*Tasks to complete*:
1. Answer these questions using the passage on the defense of DOMA:
(a) Who has taken up DOMA's defense in courts after the federal government stopped defending it?
(b) Which test does that side argue DOMA should be judged by?
(c) What would make some gay rights advocates elated?
2. Write the next part of the passage on the defense of DOMA, beginning after its final sentence.

*Document segment*:

------------

With the federal government no longer willing to defend DOMA, the Republican leadership of the House of Representatives has taken up the defense in courts from coast to coast.   It argues that DOMA is to be judged by only a “rational basis” test, and that, in fact, numerous federal courts had applied that very test and upheld DOMA’s Section 3 in the early years after it had gone into effect and came under the initial round of constitutional challenges.  There is no basis, the House GOP’s chiefs have said in court papers, for ramping up the constitutional standard to any higher level.

Some gay rights advocates have been content to have DOMA judged under the “rational basis” standard, because they believe that discrimination based on sexual identity simply has no basis in reason and usually can be traced to hostility to gays and lesbians.  But they would certainly be elated if the Court were to embrace a more rigorous test, especially if that would help ensure the end of DOMA Section 3.

------------

[Location annotation dataset excerpts]
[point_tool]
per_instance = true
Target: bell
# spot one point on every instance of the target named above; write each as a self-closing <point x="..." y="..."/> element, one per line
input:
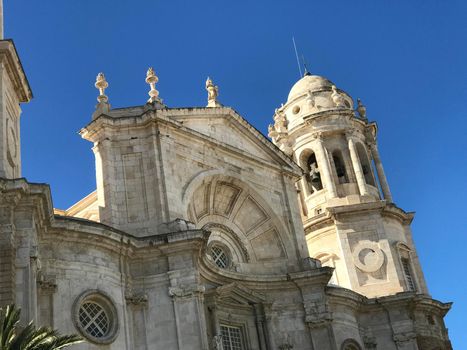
<point x="314" y="177"/>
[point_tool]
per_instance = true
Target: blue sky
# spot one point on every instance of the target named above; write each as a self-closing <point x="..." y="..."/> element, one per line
<point x="407" y="61"/>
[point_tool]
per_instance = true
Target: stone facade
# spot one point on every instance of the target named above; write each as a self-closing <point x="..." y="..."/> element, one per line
<point x="200" y="231"/>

------------

*Outputs by task*:
1.
(a) The Republican leadership of the House of Representatives.
(b) A "rational basis" test.
(c) The Court embracing a more rigorous test, especially one that would help ensure the end of DOMA Section 3.

2.
The Court has wide discretion to choose a constitutional standard of review, and might well be persuaded that, with the rising intensity of the national debate over gay rights, the time has come for the Court to settle on a definitive test to guide lower courts, and lawyers, from this point on.

Tomorrow: Part II, the legal arguments in favor of same-sex marriage.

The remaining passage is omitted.